What to work on =
Copy the listing below word for word, keeping every line unchanged and in the same order.
## begin Task inputs
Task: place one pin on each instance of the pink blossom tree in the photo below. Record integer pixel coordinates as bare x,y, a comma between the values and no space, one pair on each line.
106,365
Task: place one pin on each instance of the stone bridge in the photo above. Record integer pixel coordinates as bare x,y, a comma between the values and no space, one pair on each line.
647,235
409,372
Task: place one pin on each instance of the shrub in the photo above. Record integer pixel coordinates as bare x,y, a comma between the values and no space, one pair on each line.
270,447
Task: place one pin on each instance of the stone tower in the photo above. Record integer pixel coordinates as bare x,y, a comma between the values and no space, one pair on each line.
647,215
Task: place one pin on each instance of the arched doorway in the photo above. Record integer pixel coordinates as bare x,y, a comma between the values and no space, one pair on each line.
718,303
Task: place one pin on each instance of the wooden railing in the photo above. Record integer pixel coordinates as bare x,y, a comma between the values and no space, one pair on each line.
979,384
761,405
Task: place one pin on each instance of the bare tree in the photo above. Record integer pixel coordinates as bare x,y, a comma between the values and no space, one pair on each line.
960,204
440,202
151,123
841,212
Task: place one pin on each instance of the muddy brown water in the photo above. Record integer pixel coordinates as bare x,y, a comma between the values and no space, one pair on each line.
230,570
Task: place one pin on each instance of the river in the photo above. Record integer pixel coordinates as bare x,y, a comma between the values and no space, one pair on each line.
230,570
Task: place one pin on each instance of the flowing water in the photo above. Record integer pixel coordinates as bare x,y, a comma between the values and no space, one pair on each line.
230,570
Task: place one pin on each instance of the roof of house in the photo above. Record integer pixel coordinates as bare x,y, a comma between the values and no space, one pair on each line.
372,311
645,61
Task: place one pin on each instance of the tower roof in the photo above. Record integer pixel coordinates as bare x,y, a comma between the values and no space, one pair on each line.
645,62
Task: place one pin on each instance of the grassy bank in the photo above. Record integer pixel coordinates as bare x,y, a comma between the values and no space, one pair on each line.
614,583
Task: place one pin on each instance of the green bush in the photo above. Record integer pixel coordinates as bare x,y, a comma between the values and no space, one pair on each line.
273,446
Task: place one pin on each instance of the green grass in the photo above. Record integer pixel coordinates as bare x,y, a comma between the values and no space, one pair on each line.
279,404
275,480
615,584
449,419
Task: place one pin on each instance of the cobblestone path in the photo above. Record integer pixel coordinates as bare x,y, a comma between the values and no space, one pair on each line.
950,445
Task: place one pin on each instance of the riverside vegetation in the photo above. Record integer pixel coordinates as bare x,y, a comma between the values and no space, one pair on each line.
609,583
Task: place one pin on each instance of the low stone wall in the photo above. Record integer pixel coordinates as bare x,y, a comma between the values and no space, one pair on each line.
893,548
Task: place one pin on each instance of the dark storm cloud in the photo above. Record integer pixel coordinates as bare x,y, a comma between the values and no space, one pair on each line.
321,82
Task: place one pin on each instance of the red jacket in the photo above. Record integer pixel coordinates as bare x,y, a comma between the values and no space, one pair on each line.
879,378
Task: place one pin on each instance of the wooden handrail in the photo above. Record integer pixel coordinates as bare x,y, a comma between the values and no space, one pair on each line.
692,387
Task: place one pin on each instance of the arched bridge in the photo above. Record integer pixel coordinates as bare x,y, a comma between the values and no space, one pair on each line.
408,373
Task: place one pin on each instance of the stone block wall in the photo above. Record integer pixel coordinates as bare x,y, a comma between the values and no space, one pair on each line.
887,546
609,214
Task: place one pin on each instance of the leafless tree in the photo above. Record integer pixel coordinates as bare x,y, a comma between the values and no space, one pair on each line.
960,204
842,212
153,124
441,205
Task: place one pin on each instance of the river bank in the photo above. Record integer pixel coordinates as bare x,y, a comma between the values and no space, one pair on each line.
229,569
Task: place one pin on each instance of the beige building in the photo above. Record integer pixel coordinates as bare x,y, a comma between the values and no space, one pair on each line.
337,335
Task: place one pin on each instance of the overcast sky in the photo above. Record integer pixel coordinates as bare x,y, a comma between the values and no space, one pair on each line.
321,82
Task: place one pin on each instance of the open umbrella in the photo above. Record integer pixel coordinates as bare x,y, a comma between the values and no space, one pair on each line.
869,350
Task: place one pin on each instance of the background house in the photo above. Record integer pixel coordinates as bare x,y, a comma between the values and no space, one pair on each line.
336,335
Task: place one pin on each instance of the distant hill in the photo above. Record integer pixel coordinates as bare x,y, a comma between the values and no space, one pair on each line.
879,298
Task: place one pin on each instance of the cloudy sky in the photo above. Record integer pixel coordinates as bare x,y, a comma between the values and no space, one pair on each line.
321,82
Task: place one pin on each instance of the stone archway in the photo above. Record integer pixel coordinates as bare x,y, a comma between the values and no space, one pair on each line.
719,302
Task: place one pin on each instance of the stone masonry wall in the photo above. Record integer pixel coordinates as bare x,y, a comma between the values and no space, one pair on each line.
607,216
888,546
## end Task inputs
Task result =
Task: place one pin on each instance of the pink blossom tree in the photo below. Record integer pixel coordinates as bare x,y, a comma between the values and no space, one pair on each line.
106,365
Task: place one pin on each instance of the stone bridge in the photo above. Record integer pixel coordinates as bare x,y, a comma between the values and no space, one pair on each line.
647,235
409,372
Task: place one pin on each instance of the shrub in the photo above. Record integer pixel coordinates as bare x,y, a comma between the values and no space, one pair on each line.
270,447
Task: place one pin on each instance of the stone tower in the photo above. Record integer pixel coordinates as bare x,y, a comma between the values and no space, one pair on each line.
647,215
Task: place one pin on each instance of the arched doorway in the photo above. Record integer pixel coordinates as bare x,y, a comma between the values and no space, one pair on each line.
718,303
Task: place one pin on each instance of the wooden railing in the photo above. Record integer pixel coordinates as bare x,y, a comma between the values and no space, one pair on each line.
979,384
761,405
Task: place one pin on each instance of the bare tree in the photo above. Record integer pixel coordinates as bare x,y, a comma between the values and no space, one pair on each line.
960,204
440,202
151,123
841,212
Task: place one pin on each instance of the muddy brown water in the photo above. Record integer pixel coordinates as bare x,y, a comma between the values and no space, one pair on each line.
230,570
Task: place one pin on each instance of the river in the photo above. Record integer pixel coordinates as bare x,y, a comma between the values and no space, one pair on each line.
230,570
Task: place one pin on each instance of the flowing water in the photo above. Record integer pixel coordinates as bare x,y, a comma between the values and no space, one pair on each line.
230,570
Task: place one pin on each instance of the roof of house in the photo above. Record integer pixel coordinates as bare x,y, a comma between the values and no space, one pair on each line.
372,311
645,61
Task: place one pin on each instance of the tower roof in the photo above. Record integer pixel coordinates as bare x,y, a comma between the values and no space, one pair on each line.
645,62
Task: place one pin on each instance of the grassy bank in the photo above. Record integer pixel coordinates as bare x,y, a comma between the values and no space, one pair on each line.
614,583
Task: place one pin on each instance of the green bush in the photo above. Record integer pixel coordinates as bare x,y, a comma between the values and no space, one pair on each line.
273,446
Task: place one pin on each instance of the green grass in the photo above. Record integer pixel coordinates as bare x,y, a comma between the values and no space, one pair on each line.
279,404
275,480
615,584
449,419
Task: place one pin on each instance of the cobblestone path in the photo above. Record integer pixel coordinates as bare x,y, a comma between the values and no space, one pair on each line.
950,445
Task: place one pin on each instance of the riverside vegetation in the photo above. Record integer pixel coordinates as bare x,y, a comma between the values and no space, one pair on each line.
609,583
Task: place one pin on each instance of the low stone wall in the photo above. Record integer pixel coordinates as bare x,y, a comma between the values and no space, one pair on each line.
893,548
Task: place one pin on each instance of the dark storm cloud in the photo above. Record integer pixel coordinates as bare x,y, a comma between the values and no space, one pair on each line.
321,82
Task: place one pin on each instance of the red jacket in the photo above. Record integer pixel coordinates as bare x,y, a comma between the values and no space, one pair on each line.
879,378
Task: place one pin on each instance of the wooden handrail in the photo above. Record integer pixel coordinates as bare x,y, a comma between the values and no space, one pair on each line.
692,387
Task: place one pin on each instance of the arched bridge in the photo above. Record integer pixel coordinates as bare x,y, a comma between the values and no space, one pair on each line.
408,373
Task: place one pin on each instance of the stone block wall in the photo above. Record integer pixel coordinates as bare x,y, a comma between the values and no space, one pair on each line.
887,546
609,214
Task: place one pin on each instance of the leafless tree in the photo above. Record integer pixel coordinates as bare x,y, a comma between the values and no space, one pair on each line.
960,204
842,212
153,124
441,205
Task: place one pin on each instance of the river bank in the photo above. Record integer pixel coordinates as bare x,y, a comma between the values and no space, one pair on each line.
229,569
Task: place one pin on each instance of the beige building in the photo above. Record integer pixel coordinates as bare x,y, a comma between the values and no space, one pair on each line.
337,335
Task: place one pin on each instance of the overcast sky in the photo above. Record integer pixel coordinates as bare x,y, a comma between the values and no space, one pair on each line.
321,82
Task: place one pin on each instance of the open umbrella in the photo above. Record integer pixel coordinates as bare x,y, a comma between the values and no space, one pair on each line.
869,350
Task: place one pin on each instance of the background house in the photo above. Record integer pixel coordinates as bare x,y, a comma between the values and no space, one pair on each line.
336,335
Task: place one pin on each instance of the distant hill in the photo above. Record integer pixel coordinates as bare x,y, a comma between the values and no space, one pair on each line.
879,298
Task: place one pin on each instance of the cloudy sky in the photo above. Record integer pixel coordinates as bare x,y, a comma between the values and no space, one pair on each line.
321,82
Task: place one pin on each instance of the stone archway in the photo above. Record integer pixel coordinates as bare x,y, a comma between the values and no space, one pair on each line.
719,302
Task: place one pin on each instance of the stone masonry wall in the photo above. Record integer pixel coordinates as bare x,y, a comma between the values and no space, one pair on each line.
607,216
888,546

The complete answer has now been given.